Copy exactly, and only, the lines from the line containing "Locate the subwoofer" through the last line of the records below, both included.

Point labeling examples:
---+---

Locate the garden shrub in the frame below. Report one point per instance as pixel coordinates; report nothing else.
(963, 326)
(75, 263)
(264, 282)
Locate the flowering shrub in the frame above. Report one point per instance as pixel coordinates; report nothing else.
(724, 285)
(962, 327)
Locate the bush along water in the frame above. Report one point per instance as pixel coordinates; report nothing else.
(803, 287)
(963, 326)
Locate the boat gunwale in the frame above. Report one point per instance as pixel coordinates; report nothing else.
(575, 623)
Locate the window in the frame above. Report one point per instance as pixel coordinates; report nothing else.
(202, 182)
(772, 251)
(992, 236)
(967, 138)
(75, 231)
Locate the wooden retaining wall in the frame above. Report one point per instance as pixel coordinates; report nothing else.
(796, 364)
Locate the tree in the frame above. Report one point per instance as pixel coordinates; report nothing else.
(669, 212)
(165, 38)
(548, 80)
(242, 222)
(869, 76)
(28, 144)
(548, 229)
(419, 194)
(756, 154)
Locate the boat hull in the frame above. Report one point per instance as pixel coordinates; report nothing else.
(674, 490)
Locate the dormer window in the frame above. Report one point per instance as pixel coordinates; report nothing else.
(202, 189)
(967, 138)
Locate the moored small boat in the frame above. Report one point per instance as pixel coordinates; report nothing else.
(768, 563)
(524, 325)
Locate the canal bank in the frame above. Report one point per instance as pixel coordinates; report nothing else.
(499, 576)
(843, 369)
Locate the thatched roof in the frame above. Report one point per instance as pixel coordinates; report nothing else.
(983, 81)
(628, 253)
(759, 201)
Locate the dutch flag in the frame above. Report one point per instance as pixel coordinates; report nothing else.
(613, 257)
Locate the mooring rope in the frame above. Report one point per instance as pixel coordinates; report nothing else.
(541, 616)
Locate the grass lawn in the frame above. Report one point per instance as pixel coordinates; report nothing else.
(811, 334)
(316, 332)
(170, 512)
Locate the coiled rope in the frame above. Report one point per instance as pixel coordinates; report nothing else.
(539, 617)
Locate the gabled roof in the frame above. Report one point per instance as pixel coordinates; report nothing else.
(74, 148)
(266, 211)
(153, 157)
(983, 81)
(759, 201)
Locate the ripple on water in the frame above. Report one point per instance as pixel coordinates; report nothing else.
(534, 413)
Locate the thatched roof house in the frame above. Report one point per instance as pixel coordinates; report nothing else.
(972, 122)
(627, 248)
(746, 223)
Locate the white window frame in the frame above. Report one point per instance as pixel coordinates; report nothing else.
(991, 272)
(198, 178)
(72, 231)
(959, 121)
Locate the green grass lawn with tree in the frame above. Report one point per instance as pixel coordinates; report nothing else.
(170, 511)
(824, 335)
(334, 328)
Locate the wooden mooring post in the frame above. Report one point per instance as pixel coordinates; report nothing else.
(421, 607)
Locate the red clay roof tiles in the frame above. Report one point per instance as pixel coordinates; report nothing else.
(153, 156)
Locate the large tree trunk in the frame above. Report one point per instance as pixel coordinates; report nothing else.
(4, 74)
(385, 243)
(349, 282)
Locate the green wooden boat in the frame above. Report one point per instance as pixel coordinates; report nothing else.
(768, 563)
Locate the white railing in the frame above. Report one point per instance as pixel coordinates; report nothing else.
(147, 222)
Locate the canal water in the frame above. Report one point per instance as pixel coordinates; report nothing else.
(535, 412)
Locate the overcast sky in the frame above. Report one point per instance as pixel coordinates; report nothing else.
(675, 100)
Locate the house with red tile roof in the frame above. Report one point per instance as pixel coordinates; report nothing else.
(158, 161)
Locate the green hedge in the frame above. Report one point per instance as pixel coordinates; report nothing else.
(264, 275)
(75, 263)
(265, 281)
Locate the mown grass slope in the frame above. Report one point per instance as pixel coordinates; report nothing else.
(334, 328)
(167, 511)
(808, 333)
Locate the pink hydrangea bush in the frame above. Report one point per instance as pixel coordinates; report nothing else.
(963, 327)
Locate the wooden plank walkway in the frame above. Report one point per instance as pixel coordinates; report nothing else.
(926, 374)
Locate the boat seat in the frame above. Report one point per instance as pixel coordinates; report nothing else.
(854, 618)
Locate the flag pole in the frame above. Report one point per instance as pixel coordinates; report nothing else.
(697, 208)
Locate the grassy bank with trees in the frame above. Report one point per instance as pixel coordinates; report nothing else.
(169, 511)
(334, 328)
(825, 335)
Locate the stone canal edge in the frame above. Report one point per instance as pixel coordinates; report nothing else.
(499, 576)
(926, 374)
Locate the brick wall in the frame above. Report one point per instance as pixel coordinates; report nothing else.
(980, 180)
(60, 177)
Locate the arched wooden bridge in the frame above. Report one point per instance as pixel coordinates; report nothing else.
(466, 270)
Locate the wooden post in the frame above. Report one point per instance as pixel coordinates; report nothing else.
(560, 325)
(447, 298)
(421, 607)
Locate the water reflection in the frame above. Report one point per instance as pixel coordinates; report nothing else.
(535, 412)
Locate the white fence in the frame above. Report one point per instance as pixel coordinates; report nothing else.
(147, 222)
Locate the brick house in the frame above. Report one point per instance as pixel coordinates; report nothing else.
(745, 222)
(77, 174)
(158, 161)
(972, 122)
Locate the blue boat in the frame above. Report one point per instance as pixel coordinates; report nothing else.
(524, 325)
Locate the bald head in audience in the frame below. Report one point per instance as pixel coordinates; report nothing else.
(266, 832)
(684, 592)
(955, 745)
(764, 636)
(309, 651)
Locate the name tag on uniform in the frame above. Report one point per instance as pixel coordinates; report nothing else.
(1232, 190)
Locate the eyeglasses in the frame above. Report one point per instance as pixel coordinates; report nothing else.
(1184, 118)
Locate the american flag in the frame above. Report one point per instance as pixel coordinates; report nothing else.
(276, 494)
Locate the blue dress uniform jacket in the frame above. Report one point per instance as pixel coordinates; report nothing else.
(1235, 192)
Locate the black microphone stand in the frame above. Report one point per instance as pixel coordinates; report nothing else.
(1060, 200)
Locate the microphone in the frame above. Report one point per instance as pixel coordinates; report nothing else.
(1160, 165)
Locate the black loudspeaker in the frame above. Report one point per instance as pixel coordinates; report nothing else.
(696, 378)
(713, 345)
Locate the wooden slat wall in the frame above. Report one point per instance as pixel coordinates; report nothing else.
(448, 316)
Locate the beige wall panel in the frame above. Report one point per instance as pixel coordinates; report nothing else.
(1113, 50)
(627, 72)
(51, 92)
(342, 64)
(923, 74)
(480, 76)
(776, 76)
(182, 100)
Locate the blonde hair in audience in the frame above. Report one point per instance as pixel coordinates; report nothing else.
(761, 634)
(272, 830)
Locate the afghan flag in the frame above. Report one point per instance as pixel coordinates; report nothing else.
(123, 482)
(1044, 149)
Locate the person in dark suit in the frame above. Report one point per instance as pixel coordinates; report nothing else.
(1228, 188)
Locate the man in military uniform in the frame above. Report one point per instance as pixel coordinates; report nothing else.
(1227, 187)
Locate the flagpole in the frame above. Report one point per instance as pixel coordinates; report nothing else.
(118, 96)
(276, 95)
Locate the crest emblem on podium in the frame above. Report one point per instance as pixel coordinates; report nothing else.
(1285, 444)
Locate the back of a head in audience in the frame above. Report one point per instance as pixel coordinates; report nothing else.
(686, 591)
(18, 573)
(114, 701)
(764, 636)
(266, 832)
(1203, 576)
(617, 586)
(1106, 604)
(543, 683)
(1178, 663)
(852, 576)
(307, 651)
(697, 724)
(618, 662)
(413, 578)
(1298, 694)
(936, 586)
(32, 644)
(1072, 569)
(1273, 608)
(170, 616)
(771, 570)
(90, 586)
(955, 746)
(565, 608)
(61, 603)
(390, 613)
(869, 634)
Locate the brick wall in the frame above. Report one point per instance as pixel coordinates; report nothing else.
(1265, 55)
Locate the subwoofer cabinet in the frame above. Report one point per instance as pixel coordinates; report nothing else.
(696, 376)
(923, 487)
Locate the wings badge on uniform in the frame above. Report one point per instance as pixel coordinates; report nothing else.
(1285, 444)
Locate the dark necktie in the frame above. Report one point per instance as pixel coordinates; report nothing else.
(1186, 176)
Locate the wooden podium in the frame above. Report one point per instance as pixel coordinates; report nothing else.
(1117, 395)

---+---

● Answer to this task:
Locate the subwoofer cabinet in the frame above. Report one point per instance as pixel coordinates; report nothing else.
(696, 376)
(923, 487)
Locate the wings badge on uniform in the frame above. Report one point per instance as pixel coordinates; report nothing else.
(1285, 444)
Locate the dark necktie in the frame above. Report one point per instance as pixel coordinates; report nothing else.
(1186, 176)
Locate the wooden podium in the frame above. Report one point per instance as pixel coordinates; report nothing else.
(1117, 395)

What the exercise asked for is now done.